_Task statement_:
Reproduce the article on the Oklahoma rape kit law word for word, starting with "The OSBI already" and going on through "House Bill 2546.".

_Quoted passage_:
================
Governor Kevin Stitt signed the bill at the end of May.

The OSBI already allows survivors to track the location or status of their rape kit. Advocates say for those who don’t use the internet, this law will help keep them updated.

Danielle Tudor is a sexual assault survivor who worked with Representative Cyndi Munson for almost five years writing House Bill 2546.

She said something like this would’ve helped her when she was a teenager dealing with the painful experience alone.

“You’ve been through a traumatic experience,” she said, “and now you’re having to relive that telling somebody else very personal details about what happened to you, and I know for me personally, when I had to go through that, I would’ve benefited greatly from having somebody there that could help me walk through that.”

Starting in November when the law goes into effect, victims of sexual assault in Oklahoma will be entitled to a free rape kit and medication after a sexual assault.

“It also prohibits anyone from trying to discourage a survivor from having a rape kit done and then also having that advocate present at the hospital but also with interviews either with the district attorney’s office or law enforcement that they can have someone with them that’s a support person,” she said.

The Joyful Heart Foundation is a national organization working to end the backlog of rape kits across the United States.

Director of Policy Ilse Knecht said they provided legislative examples and statistics throughout the process.

“What we hear from a lot of survivors across the country is that they get this exam done,” she said. “It’s very uncomfortable and invasive and the best of circumstances, it can take 4 to 6 hours, maybe longer, and they obviously do that with the hope the evidence will be used. Most of them leave the hospital and never hear anything again about their rape kit.”

Now, victims can request and receive the results and status of the evidence collected by local law enforcement or healthcare providers.

According to Tudor, the Attorney General’s Sexual Assault Kit Taskforce is working on the documents that will be provided to victims.

“You’re going to get the same piece of information that outlines for you what is available,” she said, “a help crisis line as well as advocate, how to track your rape kit and how you can actually keep in touch with law enforcement to find out what’s happening with your case.”

Knecht said having this information is central to the survivor’s healing and wellbeing.
================
_Provided data_:

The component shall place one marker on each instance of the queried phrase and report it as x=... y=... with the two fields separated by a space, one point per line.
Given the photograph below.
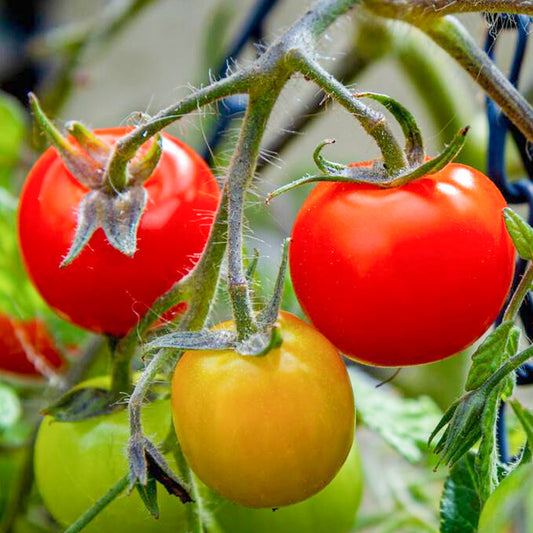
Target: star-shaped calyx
x=115 y=209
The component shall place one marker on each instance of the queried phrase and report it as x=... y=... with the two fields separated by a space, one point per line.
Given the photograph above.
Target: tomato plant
x=406 y=275
x=510 y=507
x=77 y=462
x=270 y=430
x=25 y=346
x=332 y=510
x=102 y=289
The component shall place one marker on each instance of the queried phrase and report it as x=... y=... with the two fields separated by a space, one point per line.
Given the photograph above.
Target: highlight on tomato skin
x=27 y=348
x=403 y=276
x=265 y=431
x=115 y=290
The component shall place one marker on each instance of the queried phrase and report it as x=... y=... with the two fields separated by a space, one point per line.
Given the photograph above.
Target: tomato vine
x=293 y=53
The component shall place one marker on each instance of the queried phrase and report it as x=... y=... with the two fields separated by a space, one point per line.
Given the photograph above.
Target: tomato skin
x=332 y=510
x=103 y=290
x=403 y=276
x=265 y=431
x=14 y=358
x=510 y=507
x=76 y=463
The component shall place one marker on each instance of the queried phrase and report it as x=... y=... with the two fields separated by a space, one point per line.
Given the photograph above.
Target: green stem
x=448 y=110
x=450 y=35
x=424 y=10
x=349 y=67
x=519 y=294
x=127 y=146
x=373 y=122
x=241 y=172
x=509 y=366
x=99 y=506
x=121 y=373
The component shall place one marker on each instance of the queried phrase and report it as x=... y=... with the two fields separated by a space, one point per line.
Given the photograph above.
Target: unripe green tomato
x=76 y=463
x=509 y=509
x=332 y=510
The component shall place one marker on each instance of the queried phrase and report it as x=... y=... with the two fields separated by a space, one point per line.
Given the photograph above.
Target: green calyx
x=115 y=205
x=377 y=174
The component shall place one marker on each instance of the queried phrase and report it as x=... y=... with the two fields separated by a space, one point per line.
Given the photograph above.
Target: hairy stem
x=127 y=146
x=450 y=35
x=372 y=121
x=519 y=294
x=241 y=172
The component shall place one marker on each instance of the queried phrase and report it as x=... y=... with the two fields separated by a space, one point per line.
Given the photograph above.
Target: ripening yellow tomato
x=265 y=431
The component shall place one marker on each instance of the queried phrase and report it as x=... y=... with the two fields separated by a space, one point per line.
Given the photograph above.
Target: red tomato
x=403 y=276
x=102 y=289
x=26 y=348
================
_Response box_:
The OSBI already allows survivors to track the location or status of their rape kit. Advocates say for those who don’t use the internet, this law will help keep them updated.

Danielle Tudor is a sexual assault survivor who worked with Representative Cyndi Munson for almost five years writing House Bill 2546.